What needs to be done
Return every line in the data entries below that contains the string "boat", matching case exactly.
------ Records shown ------
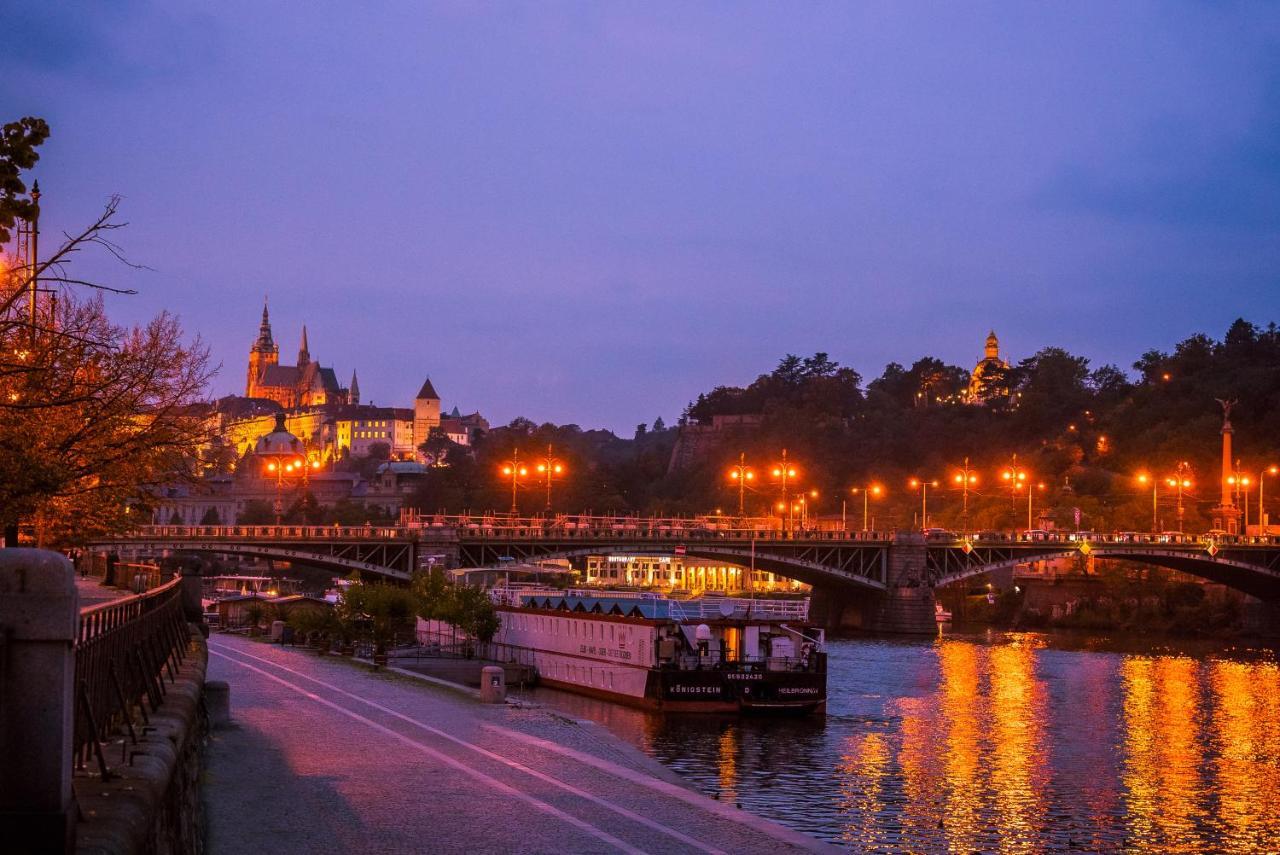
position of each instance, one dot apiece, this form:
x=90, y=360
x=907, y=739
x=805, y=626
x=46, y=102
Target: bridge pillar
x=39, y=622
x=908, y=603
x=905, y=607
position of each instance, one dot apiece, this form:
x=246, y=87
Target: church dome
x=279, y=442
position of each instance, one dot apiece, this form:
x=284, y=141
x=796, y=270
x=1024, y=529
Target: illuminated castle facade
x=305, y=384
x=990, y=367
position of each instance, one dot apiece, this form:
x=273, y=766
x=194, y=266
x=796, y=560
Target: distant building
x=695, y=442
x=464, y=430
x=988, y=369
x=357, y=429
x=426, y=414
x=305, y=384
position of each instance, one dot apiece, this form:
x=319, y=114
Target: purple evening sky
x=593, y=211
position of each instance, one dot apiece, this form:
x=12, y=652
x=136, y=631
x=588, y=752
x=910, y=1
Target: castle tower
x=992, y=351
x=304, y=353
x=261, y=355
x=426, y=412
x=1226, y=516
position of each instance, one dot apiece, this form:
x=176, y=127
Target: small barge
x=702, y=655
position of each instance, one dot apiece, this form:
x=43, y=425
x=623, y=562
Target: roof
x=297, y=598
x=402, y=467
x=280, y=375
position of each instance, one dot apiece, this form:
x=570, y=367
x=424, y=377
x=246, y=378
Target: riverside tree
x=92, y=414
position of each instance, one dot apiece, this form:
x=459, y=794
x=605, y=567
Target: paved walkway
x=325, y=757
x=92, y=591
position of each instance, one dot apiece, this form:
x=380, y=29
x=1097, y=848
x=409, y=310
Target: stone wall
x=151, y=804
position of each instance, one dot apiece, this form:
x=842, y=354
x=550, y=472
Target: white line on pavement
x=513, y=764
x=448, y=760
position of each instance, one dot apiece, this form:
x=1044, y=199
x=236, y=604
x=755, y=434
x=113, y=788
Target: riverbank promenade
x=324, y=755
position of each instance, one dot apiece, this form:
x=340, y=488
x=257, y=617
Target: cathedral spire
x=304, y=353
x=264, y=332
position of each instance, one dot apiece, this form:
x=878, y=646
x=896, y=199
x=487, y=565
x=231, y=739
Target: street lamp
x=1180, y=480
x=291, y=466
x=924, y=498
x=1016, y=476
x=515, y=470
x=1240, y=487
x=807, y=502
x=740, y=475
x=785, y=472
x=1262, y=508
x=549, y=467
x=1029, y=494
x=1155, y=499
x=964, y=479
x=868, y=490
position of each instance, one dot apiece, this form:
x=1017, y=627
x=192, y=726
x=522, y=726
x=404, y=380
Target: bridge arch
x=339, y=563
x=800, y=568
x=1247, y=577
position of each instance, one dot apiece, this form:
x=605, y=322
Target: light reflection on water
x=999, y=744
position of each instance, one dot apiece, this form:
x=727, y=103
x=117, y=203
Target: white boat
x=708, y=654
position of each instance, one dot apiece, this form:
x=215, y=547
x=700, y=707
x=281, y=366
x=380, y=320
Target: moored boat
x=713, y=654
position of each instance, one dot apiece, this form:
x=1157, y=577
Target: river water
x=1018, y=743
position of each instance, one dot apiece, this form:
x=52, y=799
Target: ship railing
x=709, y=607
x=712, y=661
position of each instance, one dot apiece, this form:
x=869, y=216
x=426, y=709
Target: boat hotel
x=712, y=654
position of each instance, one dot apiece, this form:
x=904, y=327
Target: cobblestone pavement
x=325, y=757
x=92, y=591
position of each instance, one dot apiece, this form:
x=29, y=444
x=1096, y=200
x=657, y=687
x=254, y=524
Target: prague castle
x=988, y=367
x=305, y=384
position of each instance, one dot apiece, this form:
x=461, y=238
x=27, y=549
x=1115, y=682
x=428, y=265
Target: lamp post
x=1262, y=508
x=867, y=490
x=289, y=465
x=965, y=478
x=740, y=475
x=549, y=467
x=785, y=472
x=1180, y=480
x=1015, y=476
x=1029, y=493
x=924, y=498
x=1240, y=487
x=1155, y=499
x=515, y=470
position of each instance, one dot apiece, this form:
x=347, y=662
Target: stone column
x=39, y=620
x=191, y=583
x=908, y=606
------
------ Records shown ------
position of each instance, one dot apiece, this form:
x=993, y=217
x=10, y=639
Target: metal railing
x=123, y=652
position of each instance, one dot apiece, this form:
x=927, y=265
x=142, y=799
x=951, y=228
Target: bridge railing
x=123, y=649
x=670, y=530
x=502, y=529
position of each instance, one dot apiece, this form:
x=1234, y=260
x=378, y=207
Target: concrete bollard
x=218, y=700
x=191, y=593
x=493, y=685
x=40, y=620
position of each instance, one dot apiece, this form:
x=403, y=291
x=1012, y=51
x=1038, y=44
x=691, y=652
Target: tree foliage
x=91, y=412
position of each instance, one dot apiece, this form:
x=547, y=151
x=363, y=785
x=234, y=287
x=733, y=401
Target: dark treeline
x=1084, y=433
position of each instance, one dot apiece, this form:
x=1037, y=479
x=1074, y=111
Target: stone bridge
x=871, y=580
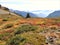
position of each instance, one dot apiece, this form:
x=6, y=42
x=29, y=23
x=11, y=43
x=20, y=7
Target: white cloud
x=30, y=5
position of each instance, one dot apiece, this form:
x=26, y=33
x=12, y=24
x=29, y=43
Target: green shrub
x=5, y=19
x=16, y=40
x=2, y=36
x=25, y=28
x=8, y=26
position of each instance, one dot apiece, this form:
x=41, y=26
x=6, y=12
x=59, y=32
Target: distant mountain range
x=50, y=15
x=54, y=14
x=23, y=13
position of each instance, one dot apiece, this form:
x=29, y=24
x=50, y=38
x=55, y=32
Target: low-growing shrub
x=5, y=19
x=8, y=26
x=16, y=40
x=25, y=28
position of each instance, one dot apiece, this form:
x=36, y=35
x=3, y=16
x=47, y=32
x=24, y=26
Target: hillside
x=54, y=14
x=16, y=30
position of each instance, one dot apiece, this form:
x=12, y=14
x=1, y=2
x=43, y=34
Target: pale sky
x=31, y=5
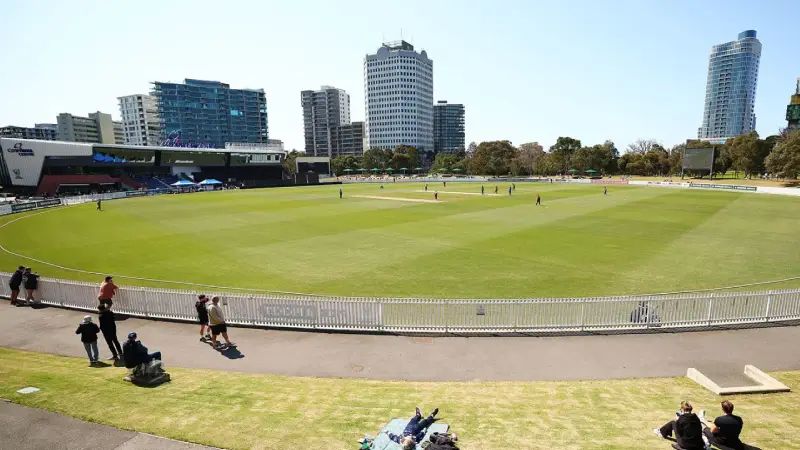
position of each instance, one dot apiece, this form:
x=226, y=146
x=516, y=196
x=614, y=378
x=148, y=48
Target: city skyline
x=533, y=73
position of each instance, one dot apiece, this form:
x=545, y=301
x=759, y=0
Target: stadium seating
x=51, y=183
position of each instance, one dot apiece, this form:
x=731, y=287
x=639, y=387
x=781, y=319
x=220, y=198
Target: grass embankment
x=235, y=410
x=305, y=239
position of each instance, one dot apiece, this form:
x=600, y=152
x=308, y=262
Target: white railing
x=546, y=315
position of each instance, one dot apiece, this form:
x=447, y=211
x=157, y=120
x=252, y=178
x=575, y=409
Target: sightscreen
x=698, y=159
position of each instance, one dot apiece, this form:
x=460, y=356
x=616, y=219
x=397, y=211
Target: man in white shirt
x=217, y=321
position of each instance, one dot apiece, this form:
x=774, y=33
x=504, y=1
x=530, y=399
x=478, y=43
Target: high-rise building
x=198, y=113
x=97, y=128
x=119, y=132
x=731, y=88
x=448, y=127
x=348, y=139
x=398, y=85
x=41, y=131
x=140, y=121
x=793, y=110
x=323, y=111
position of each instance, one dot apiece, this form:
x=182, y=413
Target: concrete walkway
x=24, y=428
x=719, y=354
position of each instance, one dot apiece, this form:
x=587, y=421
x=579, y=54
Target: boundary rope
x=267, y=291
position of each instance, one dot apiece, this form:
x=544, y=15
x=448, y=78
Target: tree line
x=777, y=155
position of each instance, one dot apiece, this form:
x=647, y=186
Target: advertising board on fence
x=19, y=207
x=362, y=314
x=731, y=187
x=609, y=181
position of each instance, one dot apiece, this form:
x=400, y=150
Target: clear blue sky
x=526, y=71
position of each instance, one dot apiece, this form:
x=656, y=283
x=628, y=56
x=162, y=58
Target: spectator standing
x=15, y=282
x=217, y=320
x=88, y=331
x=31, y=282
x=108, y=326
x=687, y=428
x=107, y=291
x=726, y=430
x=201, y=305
------
Result for this exercise
Target: white boat
Target: moored boat
Target: boat hotel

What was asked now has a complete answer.